=== Exercise requirements ===
Below are entries to reproduce exactly, apart from their pictures.

BEGIN

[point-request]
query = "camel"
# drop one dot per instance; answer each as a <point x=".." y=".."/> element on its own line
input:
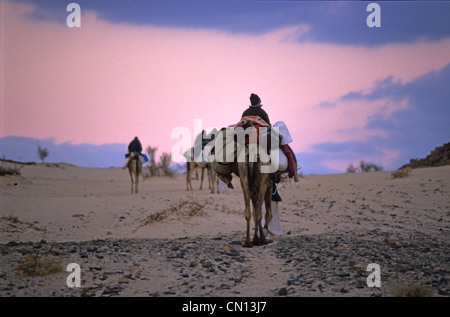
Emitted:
<point x="134" y="168"/>
<point x="256" y="188"/>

END

=== Solution ===
[point-request]
query = "camel"
# drop one dot per instance; answer each as a <point x=".." y=".."/> element on its own line
input:
Emitted:
<point x="134" y="168"/>
<point x="256" y="188"/>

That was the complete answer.